#### [Text]
——————————
Canadian businesses are tempering hiring expectations in the first half of 2026 as troubling headwinds persist around trade with the U.S., the boom of AI, and gaps in the labour market.
Less than half of companies, around 44 per cent, plan to increase their workforce, down from 51 per cent in the first half of last year, according to a survey by staffing agency Express Employment Professionals, published Dec. 29.
Almost 42 per cent plan to maintain their workforce, while 10 per cent plan to decrease their numbers.
“Hiring is somewhat cooling for the first half of next year. I wouldn’t say that it’s collapsing as they (companies) are still planning to add staff. I think they’re just being a little bit more selective,” said Daisy Kaur, franchise owner of Express Employment Professionals branch in Pickering.
The survey received responses from more than 500 hiring managers from a wide range of industries, including, education, arts and entertainment, construction, food services, retail trade, public administration, transportation and warehousing, health care, and finance and insurance. The survey was conducted at the start of November.
Many companies are “cautious,” and are “optimistic” they can grow, Kaur said, but businesses are feeling cost pressures due to economic uncertainty from trade policies.
Auto, steel, aluminum, and lumber sectors are being hit the hardest by tariffs with job loss already impacting those industries over the past several months, said Shelly Kaushik, senior economist and vice president economics at BMO.
But trade uncertainty creates a ripple effect for the rest of the economy too, she added.
“The trade landscape remains quite uncertain. It kind of affects everybody, right?” Kaur said. “There’s this concern, because a Canadian might be thinking they work in a sector that may not necessarily be tariffed for right now, but it could be tomorrow, it could be next week, or next month.
“So, they could be directly impacted very quickly, and that’s on a top concern, making them hold off on a large purchase or business holding off on further investment because of this broader dampening on sentiment.”
For businesses looking to decrease their payroll, the biggest reason is to reduce costs, according to the survey, followed by the impact of tariffs, dampening consumer demand, and the rise of AI.
Among companies planning to reduce staff, 23 per cent cite increased use of automation and AI, and 21 per cent will not replace employees who leave.
While AI is expanding, Kaur said, “we are still very much in the early days” of realizing the full extent and potential of AI.
There is data to indicate AI could have the largest impact on entry level jobs, but even then, “it’s hard to know exactly how sustainable it will be,” Kaur added, “and which sectors it will affect a little bit more than others.”
An issue for employers since the pandemic has been hiring challenges due to gaps in the labour market, as it becomes harder to find skilled workers or candidates with proper experience, the survey said.
Brendon Bernard, senior economist at jobs search site Indeed, said while business sentiment may dampen in 2026, there’s been a “consistent” story in the job market for several years, which has seen employers scale back their recruitment activity since the height of the pandemic in 2022 and early 2023.
At the same time, layoffs have also remained relatively low and people aren’t leaving their jobs, so there’s less backfilling occurring, he said.
In November, the unemployment rate fell to 6.5 per cent, down from 6.9 per cent in October, which historically is not “particularly high,” Bernard said.
“Economic growth projections aren’t calling for contractions or anything like that,” he said, “just more lukewarm activity, which is reflected in how businesses will operate.”
——————————
#### [Extracted entries]
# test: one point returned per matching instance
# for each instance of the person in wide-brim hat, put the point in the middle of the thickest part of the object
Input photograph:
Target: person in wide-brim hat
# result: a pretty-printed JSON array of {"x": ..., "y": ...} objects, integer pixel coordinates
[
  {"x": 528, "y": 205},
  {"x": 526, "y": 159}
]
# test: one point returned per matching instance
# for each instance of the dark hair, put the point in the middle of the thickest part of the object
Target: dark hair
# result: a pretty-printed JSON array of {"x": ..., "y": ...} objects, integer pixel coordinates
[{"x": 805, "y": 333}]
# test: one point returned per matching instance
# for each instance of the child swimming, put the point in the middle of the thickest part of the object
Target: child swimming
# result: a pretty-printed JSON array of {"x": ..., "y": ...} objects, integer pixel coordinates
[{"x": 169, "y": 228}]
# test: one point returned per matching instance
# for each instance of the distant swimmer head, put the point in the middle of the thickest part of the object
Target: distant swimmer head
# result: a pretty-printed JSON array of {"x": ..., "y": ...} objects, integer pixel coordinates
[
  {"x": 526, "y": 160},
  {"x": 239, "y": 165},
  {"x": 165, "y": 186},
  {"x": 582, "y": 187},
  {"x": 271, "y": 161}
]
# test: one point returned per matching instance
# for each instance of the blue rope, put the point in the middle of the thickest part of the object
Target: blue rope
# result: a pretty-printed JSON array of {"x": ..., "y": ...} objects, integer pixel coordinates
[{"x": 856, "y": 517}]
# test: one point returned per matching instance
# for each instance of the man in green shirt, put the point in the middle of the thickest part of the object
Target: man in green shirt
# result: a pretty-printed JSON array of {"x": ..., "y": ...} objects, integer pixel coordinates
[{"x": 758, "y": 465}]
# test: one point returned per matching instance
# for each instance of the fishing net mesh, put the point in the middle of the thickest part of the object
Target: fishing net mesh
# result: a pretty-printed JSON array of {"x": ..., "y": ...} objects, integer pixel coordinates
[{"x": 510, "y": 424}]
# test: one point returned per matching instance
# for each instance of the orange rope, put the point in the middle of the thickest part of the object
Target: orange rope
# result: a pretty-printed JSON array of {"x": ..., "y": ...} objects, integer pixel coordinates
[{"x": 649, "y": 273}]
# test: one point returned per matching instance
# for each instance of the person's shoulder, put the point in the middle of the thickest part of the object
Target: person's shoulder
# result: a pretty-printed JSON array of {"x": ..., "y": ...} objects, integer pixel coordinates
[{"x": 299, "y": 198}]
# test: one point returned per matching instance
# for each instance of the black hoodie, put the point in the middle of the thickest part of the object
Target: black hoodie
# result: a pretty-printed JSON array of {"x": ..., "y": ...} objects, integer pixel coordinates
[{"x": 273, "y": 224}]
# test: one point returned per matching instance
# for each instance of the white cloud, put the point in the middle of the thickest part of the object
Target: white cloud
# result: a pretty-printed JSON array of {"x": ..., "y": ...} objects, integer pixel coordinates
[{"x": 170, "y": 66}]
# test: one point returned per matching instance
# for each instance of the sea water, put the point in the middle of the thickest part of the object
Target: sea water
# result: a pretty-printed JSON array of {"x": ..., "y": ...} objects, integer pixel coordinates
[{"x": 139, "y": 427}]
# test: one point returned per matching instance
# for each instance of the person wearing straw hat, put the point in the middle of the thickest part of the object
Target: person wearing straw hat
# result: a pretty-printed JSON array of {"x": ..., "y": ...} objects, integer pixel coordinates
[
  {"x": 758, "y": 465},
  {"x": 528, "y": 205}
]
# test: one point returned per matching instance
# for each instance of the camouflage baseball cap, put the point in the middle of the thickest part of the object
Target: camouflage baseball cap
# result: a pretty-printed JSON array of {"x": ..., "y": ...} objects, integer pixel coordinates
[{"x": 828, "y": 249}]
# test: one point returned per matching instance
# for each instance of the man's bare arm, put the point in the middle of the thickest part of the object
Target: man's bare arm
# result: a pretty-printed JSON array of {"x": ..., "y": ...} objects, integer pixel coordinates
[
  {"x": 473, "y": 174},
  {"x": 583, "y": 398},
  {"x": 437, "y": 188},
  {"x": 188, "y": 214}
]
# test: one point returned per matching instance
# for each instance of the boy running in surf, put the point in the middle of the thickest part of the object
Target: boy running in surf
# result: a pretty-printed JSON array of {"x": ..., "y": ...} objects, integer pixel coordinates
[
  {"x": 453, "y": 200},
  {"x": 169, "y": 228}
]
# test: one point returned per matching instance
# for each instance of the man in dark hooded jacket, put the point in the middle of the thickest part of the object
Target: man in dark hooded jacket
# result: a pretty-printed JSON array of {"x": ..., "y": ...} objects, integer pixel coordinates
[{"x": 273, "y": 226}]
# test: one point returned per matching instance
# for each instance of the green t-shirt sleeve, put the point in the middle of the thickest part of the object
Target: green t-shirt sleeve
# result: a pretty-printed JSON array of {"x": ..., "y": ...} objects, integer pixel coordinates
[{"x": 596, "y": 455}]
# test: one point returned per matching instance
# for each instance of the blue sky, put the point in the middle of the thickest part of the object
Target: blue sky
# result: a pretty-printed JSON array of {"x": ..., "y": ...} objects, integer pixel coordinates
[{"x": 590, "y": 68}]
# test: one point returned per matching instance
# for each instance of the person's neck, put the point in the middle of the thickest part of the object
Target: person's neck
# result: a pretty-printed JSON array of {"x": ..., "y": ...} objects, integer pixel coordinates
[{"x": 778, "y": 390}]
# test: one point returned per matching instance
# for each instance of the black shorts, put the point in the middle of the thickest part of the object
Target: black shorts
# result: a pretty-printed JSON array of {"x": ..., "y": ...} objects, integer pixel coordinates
——————————
#### [Activity 1]
Transcribe the hiring article from "Auto, steel, aluminum, and" up to and including "economics at BMO.".
#### [Activity 2]
Answer these questions from the hiring article:
(a) Around what share of companies plan to increase their workforce in the first half of 2026?
(b) When was the survey conducted?
(c) What was the unemployment rate in November?
#### [Activity 3]
Render this sentence from the hiring article in French: "Almost 42 per cent plan to maintain their workforce, while 10 per cent plan to decrease their numbers."

#### [Response 1]
Auto, steel, aluminum, and lumber sectors are being hit the hardest by tariffs with job loss already impacting those industries over the past several months, said Shelly Kaushik, senior economist and vice president economics at BMO.

#### [Response 2]
(a) Around 44 per cent.
(b) At the start of November.
(c) 6.5 per cent.

#### [Response 3]
Près de 42 % prévoient de maintenir leurs effectifs, tandis que 10 % prévoient de les réduire.